Source passage =
I am a self-taught programmer with little maths in his educational background and who has, through the course of a ten-year career moved slowly from front-end web scripting and web development to middle and data-tier software engineering. As a result there are areas of my knowledge and experience that are somewhat lacking.

After a recent review with my manager, it was indicated to me that overcoming these gaps was all that was standing between me and a promotion to a senior engineer role. However in order to get that, I was going to have to find for myself a structured approach to learning and demonstrate that I'd taken on board what I needed to know.

Personally I'd identify my areas of weakness as follows. Be aware that the problem in a lot of cases is not that I don't understand, technically, how these things work but that I don't see where it is or is not appropriate to apply them. For example I know what an Interface is and, technically, what it does, but I have a hard time differentiating when it's appropriate to use an Interface over, say, a group of related OO classes which inherit from a base class. So it's kind of more ignorance of good software design than it is technical ignorance - I do have trouble appreciating, digesting and working on things like loosely coupled systems.

Entries shown =

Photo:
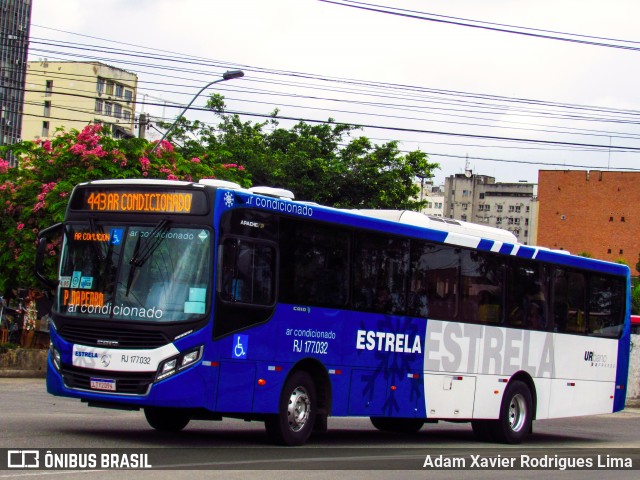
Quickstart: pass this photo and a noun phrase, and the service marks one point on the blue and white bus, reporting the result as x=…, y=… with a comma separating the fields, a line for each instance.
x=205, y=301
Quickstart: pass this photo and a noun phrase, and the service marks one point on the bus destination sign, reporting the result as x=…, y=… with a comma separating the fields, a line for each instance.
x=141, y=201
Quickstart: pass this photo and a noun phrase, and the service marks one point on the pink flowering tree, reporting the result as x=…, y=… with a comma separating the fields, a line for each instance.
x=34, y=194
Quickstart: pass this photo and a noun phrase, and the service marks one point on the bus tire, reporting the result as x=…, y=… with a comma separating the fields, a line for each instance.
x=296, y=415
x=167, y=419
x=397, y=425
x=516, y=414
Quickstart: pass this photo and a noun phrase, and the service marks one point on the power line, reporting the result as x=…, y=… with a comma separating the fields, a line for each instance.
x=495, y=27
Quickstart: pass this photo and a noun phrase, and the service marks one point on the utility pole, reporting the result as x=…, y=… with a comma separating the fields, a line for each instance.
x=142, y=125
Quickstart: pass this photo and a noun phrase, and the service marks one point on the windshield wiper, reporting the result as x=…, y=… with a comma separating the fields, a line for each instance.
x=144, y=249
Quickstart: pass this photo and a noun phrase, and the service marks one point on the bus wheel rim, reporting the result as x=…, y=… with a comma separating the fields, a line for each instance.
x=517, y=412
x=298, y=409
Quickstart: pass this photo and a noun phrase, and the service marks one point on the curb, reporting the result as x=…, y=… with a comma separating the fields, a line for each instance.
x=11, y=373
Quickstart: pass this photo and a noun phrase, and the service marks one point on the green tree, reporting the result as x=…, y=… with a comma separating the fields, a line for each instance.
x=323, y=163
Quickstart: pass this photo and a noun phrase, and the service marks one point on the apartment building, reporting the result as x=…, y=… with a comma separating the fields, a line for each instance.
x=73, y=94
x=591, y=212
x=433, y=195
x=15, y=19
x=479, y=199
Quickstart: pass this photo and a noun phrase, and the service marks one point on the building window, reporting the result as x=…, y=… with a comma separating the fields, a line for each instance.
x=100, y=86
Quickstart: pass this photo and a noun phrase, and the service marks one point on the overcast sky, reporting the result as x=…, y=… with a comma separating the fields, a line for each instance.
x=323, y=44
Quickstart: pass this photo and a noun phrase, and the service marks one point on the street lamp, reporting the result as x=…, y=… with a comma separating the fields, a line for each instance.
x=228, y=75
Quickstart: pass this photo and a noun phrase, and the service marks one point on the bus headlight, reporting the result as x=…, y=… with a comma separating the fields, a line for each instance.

Exercises =
1. Answer these from the self-taught programmer's account:
(a) How long has the writer's career lasted?
(b) After the review with the manager, what was said to stand between the writer and a promotion to a senior engineer role?
(c) Over what alternative does the writer find it hard to decide when to use an Interface?
2. Write the next few sentences of the self-taught programmer's account, starting after its final sentence.
The records have nothing to do with the self-taught programmer's account.

Outputs in order =
1.
(a) Ten years.
(b) Overcoming the gaps in the writer's knowledge and experience.
(c) A group of related OO classes that inherit from a base class.

2.
  • Interfaces
  • Delegates
  • Design Patterns
  • Network architecture & protocols

Also I've never done some of the low-level stuff like compilers and suchlike. I wonder sometimes if it'd make a big difference to my ability to write code which is not only effective but well optimised if I had a better knowledge of this sort of material.

Sometimes the worry that I can't identify weaknesses in my skill set because I don't know how to ask the right questions knaws away at me. So, in the hope that I've framed the question properly, I'd like your suggestions on:

  • From the sound of what I'm currently lacking are there any other topics I should think about looking at?
  • Where are some good resources for learning this material?
  • Are there any structured, self-taught courses I can work through that are relevant? I don't, sadly, have time to take a formal qualification.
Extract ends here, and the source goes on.